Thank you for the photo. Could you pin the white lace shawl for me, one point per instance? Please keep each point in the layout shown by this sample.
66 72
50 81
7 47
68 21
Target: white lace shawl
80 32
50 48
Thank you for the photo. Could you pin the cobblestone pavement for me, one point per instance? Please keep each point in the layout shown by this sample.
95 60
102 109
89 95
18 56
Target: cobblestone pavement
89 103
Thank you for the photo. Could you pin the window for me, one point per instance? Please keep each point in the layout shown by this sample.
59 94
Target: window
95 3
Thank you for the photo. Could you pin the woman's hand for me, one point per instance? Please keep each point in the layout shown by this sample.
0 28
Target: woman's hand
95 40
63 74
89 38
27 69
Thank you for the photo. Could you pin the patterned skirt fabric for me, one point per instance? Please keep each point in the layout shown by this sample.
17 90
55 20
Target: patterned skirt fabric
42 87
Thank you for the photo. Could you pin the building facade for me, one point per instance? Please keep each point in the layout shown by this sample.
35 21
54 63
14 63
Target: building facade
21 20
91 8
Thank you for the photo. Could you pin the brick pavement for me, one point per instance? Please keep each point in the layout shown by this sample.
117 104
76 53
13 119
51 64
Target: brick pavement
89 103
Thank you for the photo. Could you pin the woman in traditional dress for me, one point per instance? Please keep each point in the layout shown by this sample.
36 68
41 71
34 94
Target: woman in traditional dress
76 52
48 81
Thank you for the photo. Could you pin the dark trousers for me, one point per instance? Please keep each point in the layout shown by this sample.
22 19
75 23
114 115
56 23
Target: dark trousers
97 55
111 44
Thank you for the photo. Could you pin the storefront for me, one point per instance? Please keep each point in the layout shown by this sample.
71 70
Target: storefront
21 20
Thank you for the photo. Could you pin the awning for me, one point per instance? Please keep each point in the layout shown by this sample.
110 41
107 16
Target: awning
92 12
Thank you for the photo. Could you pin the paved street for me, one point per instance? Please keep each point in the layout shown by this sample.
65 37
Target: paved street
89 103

○ ○ ○ ○

Rewrite all the lines above, changing every "Target" to "Label" and leaving everything else unchanged.

Thank you for the photo. Could you pin the white lace shawl for me, one point per instance? Please keep each point in the layout shown by this sample.
66 72
50 81
7 47
68 21
Label: white lace shawl
80 32
50 48
Thank you for the photo. Could you pin the cobblestone pavement for me, one point per instance? Please keep each point in the layout shown by this sample.
95 60
102 109
89 95
18 56
Label: cobblestone pavement
89 103
Thank you for the photo. Could you pin the window for me, one point per instance? Please keep each point in the layout shown by this sample.
59 94
Label: window
95 3
Thank you for the photo. Could you pin the woman's hand for me, one point per instance? Please keep each point in the layout shown by this sample.
0 28
Label: woman's hand
95 40
63 74
89 38
27 69
Thank you for the photo. Could you pin the patterned skirt fabric for me, one point per instance? Please keep each point in the layout shown by this sample.
17 90
55 20
Label: patterned skirt fabric
42 87
Thank you for the photo. Could you pin the building facade for me, one point per instance? Please keep each point in the layout shown by this sample.
35 21
54 63
14 63
Label: building facade
21 20
91 8
Thank you for the photo. Could you pin the brick pavement for me, one point per instance? Please keep each point in the layout shown by this sample.
117 104
76 53
13 119
51 64
Label: brick pavement
89 103
Thank you for the photo. Could you pin the woman in traditional dress for me, one point per instance? Please keep each point in the layout shown by this sample.
36 68
41 71
34 94
Label: woman in traditional dress
76 52
48 81
Thank you for the photo. Could you pin the dark trousers for me, one point per instance? Please keep each point in the layout shown by this sample.
22 19
75 23
114 115
56 23
Label: dark trousers
97 55
111 44
Thank you for the photo. Could you pin the storefront for me, one point per instance? Please keep each point in the layout shown by this sample.
71 70
Label: storefront
21 20
Thank you for the photo. Could you pin the awning for me, one point per instance? Please keep each point in the layout shown by this sample.
110 41
107 16
Label: awning
92 12
Thank you for the photo. Could you pin the paved street for me, one point per instance? Please keep each point in the layout shown by this sample.
65 37
Label: paved street
89 103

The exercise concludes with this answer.